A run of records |
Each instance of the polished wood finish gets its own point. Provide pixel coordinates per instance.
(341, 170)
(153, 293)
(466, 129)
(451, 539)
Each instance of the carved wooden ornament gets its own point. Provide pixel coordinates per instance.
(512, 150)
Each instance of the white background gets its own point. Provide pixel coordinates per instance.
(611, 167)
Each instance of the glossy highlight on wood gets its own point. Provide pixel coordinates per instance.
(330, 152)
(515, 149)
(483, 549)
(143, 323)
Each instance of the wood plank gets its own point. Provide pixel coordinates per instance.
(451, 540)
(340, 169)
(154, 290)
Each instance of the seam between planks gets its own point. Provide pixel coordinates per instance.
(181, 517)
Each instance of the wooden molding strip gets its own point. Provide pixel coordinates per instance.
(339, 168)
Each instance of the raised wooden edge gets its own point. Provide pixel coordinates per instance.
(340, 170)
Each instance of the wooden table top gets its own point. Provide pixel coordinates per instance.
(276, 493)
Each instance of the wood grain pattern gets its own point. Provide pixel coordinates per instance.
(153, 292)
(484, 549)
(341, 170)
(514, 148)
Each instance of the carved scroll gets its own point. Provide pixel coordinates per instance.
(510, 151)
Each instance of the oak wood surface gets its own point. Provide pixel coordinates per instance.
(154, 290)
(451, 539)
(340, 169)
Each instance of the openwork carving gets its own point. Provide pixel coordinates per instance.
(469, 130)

---

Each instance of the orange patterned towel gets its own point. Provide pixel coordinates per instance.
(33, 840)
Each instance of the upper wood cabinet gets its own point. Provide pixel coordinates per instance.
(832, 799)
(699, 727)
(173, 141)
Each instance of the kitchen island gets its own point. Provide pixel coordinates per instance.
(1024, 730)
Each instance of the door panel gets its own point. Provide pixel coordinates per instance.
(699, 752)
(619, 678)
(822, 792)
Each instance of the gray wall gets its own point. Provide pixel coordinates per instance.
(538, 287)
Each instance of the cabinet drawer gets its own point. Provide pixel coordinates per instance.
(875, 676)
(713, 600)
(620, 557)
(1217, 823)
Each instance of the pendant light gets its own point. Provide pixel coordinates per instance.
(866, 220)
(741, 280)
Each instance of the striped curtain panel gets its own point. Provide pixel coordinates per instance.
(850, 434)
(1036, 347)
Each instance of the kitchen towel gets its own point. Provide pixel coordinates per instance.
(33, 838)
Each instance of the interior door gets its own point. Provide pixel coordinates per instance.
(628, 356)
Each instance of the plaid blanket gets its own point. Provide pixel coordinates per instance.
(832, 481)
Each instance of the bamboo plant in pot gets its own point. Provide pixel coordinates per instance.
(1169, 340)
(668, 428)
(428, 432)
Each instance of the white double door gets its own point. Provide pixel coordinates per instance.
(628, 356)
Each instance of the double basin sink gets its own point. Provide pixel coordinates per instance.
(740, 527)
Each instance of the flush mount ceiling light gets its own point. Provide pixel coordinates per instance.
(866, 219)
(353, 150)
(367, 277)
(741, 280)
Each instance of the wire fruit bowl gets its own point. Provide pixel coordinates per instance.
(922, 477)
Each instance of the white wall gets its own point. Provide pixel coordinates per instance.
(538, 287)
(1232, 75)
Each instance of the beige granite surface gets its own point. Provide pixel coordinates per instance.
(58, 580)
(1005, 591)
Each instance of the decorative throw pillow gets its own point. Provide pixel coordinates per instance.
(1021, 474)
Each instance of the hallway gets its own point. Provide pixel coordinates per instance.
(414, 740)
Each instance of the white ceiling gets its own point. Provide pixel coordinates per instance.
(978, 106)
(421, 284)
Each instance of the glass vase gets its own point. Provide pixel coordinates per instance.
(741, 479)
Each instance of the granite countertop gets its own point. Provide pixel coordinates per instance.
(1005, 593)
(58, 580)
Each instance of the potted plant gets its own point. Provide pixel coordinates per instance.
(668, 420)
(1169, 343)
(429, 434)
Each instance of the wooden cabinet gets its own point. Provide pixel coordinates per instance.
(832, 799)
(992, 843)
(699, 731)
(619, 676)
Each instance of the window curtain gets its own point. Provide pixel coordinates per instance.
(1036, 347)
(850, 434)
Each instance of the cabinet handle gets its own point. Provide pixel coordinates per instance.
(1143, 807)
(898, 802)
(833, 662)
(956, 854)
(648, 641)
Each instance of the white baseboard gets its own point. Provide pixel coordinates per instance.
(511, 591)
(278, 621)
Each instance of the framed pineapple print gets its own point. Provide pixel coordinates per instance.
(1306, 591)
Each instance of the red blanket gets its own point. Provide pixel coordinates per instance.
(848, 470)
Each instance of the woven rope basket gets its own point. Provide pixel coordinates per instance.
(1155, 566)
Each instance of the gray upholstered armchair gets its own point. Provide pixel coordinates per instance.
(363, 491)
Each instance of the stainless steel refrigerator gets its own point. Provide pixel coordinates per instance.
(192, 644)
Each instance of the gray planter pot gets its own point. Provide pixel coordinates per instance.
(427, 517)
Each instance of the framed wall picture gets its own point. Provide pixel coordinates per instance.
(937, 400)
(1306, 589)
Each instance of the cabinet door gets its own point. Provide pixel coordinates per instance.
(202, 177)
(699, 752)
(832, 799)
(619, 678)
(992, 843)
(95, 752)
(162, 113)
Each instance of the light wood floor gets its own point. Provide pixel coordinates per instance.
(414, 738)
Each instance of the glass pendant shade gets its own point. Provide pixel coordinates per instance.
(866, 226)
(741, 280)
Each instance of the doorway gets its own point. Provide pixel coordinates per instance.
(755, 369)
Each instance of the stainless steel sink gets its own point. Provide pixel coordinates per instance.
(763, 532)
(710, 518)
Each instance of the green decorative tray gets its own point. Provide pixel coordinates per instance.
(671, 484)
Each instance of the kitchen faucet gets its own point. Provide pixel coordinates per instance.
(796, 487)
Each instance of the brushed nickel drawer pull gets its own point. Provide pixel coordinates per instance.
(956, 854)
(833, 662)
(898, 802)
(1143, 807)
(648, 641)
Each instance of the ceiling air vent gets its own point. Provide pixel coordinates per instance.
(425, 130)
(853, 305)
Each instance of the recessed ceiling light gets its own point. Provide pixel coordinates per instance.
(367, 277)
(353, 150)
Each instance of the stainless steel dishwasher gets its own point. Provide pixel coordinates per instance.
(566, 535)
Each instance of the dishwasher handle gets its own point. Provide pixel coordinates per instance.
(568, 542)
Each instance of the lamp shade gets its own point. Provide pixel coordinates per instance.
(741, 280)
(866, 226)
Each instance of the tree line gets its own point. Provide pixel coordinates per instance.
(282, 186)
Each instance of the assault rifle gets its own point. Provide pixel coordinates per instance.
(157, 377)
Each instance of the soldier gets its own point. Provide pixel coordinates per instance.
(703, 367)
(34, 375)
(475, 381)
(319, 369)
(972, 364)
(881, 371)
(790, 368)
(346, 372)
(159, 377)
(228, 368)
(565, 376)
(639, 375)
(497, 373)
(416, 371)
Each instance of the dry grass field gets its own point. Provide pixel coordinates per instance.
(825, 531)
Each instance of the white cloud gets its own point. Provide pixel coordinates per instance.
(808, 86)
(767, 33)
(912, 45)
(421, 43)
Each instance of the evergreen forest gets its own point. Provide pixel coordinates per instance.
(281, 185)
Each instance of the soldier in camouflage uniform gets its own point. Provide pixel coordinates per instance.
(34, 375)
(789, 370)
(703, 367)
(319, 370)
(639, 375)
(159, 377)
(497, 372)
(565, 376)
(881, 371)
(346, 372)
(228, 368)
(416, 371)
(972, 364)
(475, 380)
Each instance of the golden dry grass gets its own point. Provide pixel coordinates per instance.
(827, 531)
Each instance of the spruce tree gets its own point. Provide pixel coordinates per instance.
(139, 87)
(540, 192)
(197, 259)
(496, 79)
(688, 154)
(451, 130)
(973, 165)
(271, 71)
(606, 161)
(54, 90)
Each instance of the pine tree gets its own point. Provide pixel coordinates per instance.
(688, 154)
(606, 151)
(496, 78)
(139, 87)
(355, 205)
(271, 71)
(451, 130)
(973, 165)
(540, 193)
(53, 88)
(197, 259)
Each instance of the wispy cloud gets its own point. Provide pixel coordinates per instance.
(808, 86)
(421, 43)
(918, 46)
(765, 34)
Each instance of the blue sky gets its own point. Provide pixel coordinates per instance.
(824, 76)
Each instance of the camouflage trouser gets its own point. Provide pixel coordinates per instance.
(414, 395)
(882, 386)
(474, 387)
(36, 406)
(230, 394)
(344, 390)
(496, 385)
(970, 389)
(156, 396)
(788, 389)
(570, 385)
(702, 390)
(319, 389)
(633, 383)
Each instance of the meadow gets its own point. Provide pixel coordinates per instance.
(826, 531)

--

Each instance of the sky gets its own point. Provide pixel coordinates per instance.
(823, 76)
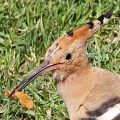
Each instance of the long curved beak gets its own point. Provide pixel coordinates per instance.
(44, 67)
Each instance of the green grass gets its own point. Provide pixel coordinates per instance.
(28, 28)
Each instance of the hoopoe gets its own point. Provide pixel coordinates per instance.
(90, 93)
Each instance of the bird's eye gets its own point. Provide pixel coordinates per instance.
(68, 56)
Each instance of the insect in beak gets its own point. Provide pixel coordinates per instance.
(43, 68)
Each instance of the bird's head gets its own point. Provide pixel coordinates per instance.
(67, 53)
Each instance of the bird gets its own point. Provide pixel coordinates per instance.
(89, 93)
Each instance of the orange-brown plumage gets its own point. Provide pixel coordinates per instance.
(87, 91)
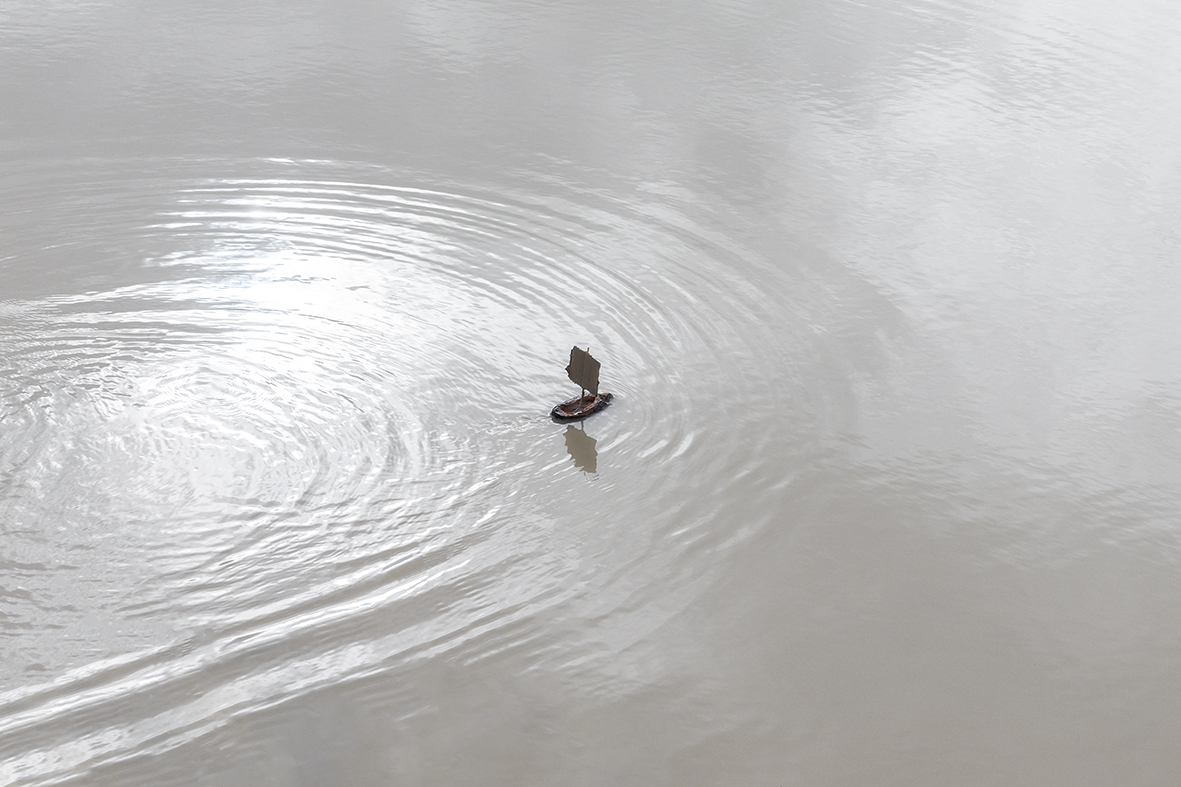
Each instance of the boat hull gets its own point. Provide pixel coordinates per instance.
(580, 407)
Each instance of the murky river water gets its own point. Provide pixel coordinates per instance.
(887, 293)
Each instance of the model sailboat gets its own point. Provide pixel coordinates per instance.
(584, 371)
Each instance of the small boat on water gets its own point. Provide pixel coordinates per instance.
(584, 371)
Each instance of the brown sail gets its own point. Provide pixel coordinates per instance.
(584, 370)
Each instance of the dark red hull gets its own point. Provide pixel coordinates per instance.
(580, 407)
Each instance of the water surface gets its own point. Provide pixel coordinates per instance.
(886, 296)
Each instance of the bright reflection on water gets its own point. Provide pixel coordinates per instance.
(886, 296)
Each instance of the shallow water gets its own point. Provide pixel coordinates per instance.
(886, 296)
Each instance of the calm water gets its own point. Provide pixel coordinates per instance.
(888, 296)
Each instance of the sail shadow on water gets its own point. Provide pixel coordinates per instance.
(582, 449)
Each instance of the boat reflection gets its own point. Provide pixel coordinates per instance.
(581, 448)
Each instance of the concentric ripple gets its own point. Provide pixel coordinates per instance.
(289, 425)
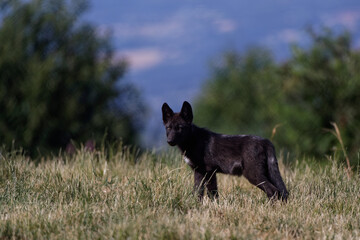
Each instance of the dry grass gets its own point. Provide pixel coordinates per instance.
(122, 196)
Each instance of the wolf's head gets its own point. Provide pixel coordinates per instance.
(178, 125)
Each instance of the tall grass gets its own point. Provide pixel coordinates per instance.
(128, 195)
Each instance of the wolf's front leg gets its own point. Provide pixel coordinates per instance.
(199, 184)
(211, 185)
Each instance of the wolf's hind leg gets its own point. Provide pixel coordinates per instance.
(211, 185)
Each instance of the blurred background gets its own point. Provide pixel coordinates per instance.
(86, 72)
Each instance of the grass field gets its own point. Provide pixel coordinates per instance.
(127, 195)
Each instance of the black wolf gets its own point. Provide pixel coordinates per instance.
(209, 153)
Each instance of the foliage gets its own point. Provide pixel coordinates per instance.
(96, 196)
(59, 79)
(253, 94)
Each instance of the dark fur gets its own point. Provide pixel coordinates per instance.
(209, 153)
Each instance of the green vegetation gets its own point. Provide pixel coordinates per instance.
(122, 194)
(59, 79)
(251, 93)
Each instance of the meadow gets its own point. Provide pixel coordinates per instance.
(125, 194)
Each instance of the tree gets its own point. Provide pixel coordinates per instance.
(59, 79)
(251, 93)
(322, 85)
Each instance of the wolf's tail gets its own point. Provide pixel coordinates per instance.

What to produce |
Please express everything from the line that contains "Each instance of the upper" down to the line that contains "(1005, 591)", both included, as a JSON list of strings with one string per line and blank lines left out.

Complete output |
[
  "Each instance of the upper wood cabinet gets its own point. Provide pixel coordinates per instance.",
  "(832, 799)",
  "(699, 727)",
  "(173, 141)",
  "Each instance of the kitchen island gets its own point. Provide pixel coordinates per instance.",
  "(1024, 730)",
  "Each instance of the door panel gets its own point. Provide pixel coordinates per instance.",
  "(699, 752)",
  "(619, 678)",
  "(822, 792)",
  "Each instance of the gray wall gets its own point. Provide pixel coordinates per instance.",
  "(538, 287)",
  "Each instance of the cabinet drawer gets its own point. Provide pixel coordinates per instance.",
  "(875, 676)",
  "(713, 600)",
  "(620, 557)",
  "(1217, 823)",
  "Each instance of the pendant light gets its own point. Provide pixel coordinates per instance.",
  "(866, 220)",
  "(741, 280)",
  "Each instance of the striped curtain panel gets its own point. Provide pixel coordinates per instance.",
  "(850, 434)",
  "(1036, 347)",
  "Each instance of the kitchen towel gets its own point. Provide pixel coordinates per instance.",
  "(33, 838)",
  "Each instance of the interior door gets its own point. Provide pixel coordinates per instance.",
  "(628, 356)",
  "Each instance of the plaid blanket gets its own point. Provide pixel coordinates per instance.",
  "(832, 481)",
  "Each instance of the bamboo plant in pot gets its own point. Provide pixel coordinates per instance.",
  "(1169, 340)",
  "(668, 428)",
  "(428, 432)",
  "Each instance of the white double door gets its own point. Provide pixel coordinates per instance.",
  "(628, 356)",
  "Each instance of the double basin sink gets its own point. Provide pixel coordinates per instance.",
  "(740, 527)",
  "Each instance of the flush mount ceiling light gets its own point. Provide pixel coordinates per instance.",
  "(866, 219)",
  "(353, 150)",
  "(367, 277)",
  "(741, 280)",
  "Each instance of the wire fruit bowl gets its own point. Provide pixel coordinates per instance.",
  "(922, 477)",
  "Each instance of the white wall gets its own point. Provide pixel coordinates per instance.",
  "(538, 287)",
  "(1232, 75)",
  "Each instance of the beige granite surface gets its own point. Provide pixel coordinates per instance.",
  "(58, 580)",
  "(1005, 591)"
]